The word "tablet" marks the lines you need; copy each of them from the data.

[Entries taken from a collection]
[Start of Attachment]

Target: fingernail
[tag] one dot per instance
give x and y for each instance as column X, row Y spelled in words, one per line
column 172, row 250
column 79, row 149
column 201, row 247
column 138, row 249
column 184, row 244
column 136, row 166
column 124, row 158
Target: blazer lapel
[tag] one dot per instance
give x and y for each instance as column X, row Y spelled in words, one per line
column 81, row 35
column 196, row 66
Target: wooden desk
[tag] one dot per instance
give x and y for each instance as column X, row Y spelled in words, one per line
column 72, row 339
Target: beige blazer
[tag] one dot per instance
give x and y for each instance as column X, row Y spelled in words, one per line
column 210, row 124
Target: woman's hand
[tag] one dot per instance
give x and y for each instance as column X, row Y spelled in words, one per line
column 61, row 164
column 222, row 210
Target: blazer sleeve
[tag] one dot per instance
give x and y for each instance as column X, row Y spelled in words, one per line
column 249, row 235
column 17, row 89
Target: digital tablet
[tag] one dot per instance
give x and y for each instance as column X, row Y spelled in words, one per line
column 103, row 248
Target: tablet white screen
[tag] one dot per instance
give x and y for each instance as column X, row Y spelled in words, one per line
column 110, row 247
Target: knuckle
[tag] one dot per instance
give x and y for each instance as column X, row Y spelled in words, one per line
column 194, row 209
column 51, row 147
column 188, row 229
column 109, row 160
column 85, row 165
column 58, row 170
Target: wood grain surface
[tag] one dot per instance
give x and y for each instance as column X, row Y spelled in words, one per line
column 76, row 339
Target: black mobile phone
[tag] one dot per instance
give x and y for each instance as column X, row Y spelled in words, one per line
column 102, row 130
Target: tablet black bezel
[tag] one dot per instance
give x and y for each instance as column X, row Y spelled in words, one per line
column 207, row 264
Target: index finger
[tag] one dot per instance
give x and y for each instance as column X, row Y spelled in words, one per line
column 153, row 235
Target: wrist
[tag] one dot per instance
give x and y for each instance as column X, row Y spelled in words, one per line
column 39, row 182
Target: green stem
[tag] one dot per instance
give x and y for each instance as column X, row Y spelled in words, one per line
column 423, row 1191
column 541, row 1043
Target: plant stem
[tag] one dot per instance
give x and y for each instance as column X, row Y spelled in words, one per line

[End of Attachment]

RESPONSE BOX »
Target: digital tablet
Target: tablet white screen
Target: tablet black bezel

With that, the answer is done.